**DIRECTION:**
Render the lines below as a numbered list with blank lines omitted: begin at the line that contains "Task: a point for each instance of the black depth" and stop after the final line.

**TASK MATERIAL:**
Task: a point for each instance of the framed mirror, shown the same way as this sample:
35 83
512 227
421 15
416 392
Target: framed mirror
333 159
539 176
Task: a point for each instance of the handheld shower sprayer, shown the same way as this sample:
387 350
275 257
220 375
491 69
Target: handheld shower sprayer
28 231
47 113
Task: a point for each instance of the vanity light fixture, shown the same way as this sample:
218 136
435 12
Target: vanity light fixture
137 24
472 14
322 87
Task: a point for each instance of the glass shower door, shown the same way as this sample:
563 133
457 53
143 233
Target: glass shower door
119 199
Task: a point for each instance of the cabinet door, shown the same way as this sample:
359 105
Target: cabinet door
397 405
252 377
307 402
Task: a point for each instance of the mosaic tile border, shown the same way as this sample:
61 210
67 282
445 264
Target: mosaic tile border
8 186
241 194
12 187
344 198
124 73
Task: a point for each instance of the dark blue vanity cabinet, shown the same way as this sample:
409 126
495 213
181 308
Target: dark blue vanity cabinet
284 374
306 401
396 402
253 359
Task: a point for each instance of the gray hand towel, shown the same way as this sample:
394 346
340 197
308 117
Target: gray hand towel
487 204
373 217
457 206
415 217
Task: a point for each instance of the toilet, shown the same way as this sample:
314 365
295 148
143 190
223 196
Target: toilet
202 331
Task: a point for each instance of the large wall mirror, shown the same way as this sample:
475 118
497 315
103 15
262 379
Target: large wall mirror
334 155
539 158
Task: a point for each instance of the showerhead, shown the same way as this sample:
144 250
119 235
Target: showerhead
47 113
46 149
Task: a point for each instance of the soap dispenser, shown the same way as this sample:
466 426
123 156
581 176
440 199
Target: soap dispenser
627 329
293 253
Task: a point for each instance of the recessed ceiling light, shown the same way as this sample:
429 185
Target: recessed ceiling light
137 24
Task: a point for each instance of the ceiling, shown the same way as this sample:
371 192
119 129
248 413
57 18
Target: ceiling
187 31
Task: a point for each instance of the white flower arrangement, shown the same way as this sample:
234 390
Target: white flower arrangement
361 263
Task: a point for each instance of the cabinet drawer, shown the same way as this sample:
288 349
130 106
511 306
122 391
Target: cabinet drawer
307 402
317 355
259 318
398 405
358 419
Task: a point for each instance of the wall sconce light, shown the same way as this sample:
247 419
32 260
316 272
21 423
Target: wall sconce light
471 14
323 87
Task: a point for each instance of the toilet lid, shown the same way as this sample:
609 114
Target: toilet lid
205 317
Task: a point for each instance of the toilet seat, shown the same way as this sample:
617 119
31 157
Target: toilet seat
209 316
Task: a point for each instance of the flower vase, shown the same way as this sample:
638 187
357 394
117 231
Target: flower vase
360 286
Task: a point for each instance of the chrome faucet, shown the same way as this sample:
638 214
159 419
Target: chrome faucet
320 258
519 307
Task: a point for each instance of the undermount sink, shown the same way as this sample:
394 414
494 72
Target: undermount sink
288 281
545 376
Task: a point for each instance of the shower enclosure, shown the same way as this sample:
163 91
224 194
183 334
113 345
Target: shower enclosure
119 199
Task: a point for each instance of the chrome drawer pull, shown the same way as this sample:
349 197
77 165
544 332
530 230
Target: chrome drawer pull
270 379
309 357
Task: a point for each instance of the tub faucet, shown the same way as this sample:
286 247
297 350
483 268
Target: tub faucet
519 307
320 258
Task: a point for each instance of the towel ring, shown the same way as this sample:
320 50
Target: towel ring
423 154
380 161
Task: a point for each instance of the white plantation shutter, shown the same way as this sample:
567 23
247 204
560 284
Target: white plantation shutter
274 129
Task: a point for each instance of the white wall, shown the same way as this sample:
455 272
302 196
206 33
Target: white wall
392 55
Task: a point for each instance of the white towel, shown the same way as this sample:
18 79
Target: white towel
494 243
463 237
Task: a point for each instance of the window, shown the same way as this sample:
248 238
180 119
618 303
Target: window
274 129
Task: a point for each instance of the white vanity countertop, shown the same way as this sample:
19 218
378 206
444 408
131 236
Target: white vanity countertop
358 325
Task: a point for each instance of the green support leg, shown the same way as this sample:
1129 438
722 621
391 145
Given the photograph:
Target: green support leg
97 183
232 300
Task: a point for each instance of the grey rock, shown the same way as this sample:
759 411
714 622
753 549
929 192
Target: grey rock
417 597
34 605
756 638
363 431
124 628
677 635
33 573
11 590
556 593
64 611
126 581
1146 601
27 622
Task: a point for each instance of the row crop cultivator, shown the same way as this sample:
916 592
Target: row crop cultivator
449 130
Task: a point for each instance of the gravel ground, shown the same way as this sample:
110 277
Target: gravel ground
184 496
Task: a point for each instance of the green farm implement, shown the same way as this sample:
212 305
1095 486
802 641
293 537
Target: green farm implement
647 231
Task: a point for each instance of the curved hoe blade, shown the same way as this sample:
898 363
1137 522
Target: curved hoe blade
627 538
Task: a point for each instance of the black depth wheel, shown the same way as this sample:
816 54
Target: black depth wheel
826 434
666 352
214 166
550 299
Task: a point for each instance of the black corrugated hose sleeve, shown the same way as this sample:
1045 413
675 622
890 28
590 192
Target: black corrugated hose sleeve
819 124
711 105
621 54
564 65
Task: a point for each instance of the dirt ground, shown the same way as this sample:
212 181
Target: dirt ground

**RESULT OF THE TASK:**
1. Task: a point for each instance of the black depth wheel, shown the same way as this sample:
2. 816 54
3. Target: black depth wheel
4. 826 434
5. 666 352
6. 214 166
7. 550 299
8. Task: a point for each instance of the black corrugated hose sleeve, shown the same way as this sample:
9. 1045 413
10. 675 622
11. 890 28
12. 590 192
13. Target: black corrugated hose sleeve
14. 819 124
15. 711 105
16. 621 54
17. 564 65
18. Task: a point for each instance of the dirt ground, shown the same way as this sample:
19. 212 181
20. Target: dirt ground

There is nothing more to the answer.